Igbo Proverbs (79 Proverbs)


  • A man who believes that he can do everything, let him dig a grave and bury himself.
    (Igbo Proverb)

  • A snake that swallows its neighbor will have a tail sticking out of its mouth.
    (Igbo Proverb)

  • If a baby crawls up to me and pinches me, I will get on my knees and pinch him back.
    (Igbo Proverb)

  • The little puppy said: "If I fall down and roll over for you, and you fall down and roll over for me, then we are playing. However, if I fall down and roll over for you, but you do not fall down and roll over for me, then that's a fight."
    (Igbo Proverb)

  • When a person is not as she used to be, she does not behave as she used to behave.
    (Igbo Proverb)


  • A man who rushes into battle does not realize that battle entails death.
    (Igbo Proverb)

  • A travelled child knows better than the old man who sits at home.
    (Igbo Proverb)

  • If a young man is not prudent in seeking what killed his father, what killed his father may also kill him.
    (Igbo Proverb)

  • The lizard says that he knows the condition of his underbelly.?The reason he has it pressed against the ground.
    (Igbo Proverb)

  • When a poor man gets a little money, his thoughts go off in ten different directions.
    (Igbo Proverb)

  • A man who shoots his arrows as he makes them does not realize when he has shot a whole sheaf.
    (Igbo Proverb)

  • A wayward woman is like the weaver bird. She uses her perch on one tree to scout other trees.
    (Igbo Proverb)

- [Given information]:

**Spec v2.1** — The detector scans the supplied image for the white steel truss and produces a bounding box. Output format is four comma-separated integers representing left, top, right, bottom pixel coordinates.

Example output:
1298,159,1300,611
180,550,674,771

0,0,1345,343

...

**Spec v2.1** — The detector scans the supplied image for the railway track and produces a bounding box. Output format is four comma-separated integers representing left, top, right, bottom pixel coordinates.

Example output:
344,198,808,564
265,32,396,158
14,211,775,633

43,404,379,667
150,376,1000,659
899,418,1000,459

---

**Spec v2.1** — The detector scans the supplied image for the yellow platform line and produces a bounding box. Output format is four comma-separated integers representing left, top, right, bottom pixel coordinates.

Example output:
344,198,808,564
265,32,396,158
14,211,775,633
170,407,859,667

- [Problems to solve]:
[A] In the Igbo proverbs, what does a snake that swallows its neighbor have sticking out of its mouth?
[B] Please reproduce the Igbo proverbs text word for word, starting at "Igbo Proverbs (79" and ending at "pinch him back.".
[C] Continue the list of Igbo proverbs after its final proverb, keeping the same layout.

- [Task results]:
[A] Its tail.

[B]
Igbo Proverbs (79 Proverbs)


  • A man who believes that he can do everything, let him dig a grave and bury himself.
    (Igbo Proverb)

  • A snake that swallows its neighbor will have a tail sticking out of its mouth.
    (Igbo Proverb)

  • If a baby crawls up to me and pinches me, I will get on my knees and pinch him back.

[C]
  • If the kernels are not finished, the jaw will not rest.
    (Igbo Proverb)

  • The lizard would like to stand erect, but his tail will not permit him.
    (Igbo Proverb)

  • When a very short man causes the market to break up in a big fight, bystanders ask him to stand up so that they can see how short he really is.
    (Igbo Proverb)

  • A man with a missing tooth does not eat ugiri with relish.
    (Igbo Proverb)

  • A woman who needs to borrow a calabash cannot count on going early to the stream.
    (Igbo Proverb)

  • If you decide to eat a toad, you should at least select one that is big.
    (Igbo Proverb)

  • The mind is like a bag; everyone has one.
    (Igbo Proverb)

  • When the leopard has a broken paw, the antellope comes to collect an old debt.
    (Igbo Proverb)

  • A palm tree climber is not expected to tell everything he sees from up above.
    (Igbo Proverb)

  • All you can tell about a big belly is that the owner has had a lot to eat, not what he had to eat.
    (Igbo Proverb)

  • If you wish to eat a mushroom, you cannot consider what the mushroom fed on.
    (Igbo Proverb)

  • The piglet has the same type of snout as her mother.
    (Igbo Proverb)

  • When the mother goat breaks into the yam store her kid watches her.
    (Igbo Proverb)

  • A person can never run so fast as to run away from his backside.
    (Igbo Proverb)

  • An udara fruit that falls by the roadside must want to be picked up and eaten.
    (Igbo Proverb)

  • In the daytime do we chase the black goat.
    (Igbo Proverb)

  • The prince is never guilty in his father's court.
    (Igbo Proverb)

  • When the music stops, a deaf person continues to dance.
    (Igbo Proverb)

  • A person who arrives at a feast when the cooked meat is being pulled out of the pot does not know what was endured by others to catch and cook it.
    (Igbo Proverb)

  • An udara fruit that falls on the side of the road is asking to be eaten.
    (Igbo Proverb)

  • Knowing but not telling it is what kills old men. Hearing but not heeding it is what kills young men.
    (Igbo Proverb)

  • The riverside monkey is apt to be blamed for every twig found in the river.
    (Igbo Proverb)

  • Whether it was the tenant who seduced the landlord's wife, or the landlord who seduced the tenant's wife, it is the tenant who would leave the house.
    (Igbo Proverb)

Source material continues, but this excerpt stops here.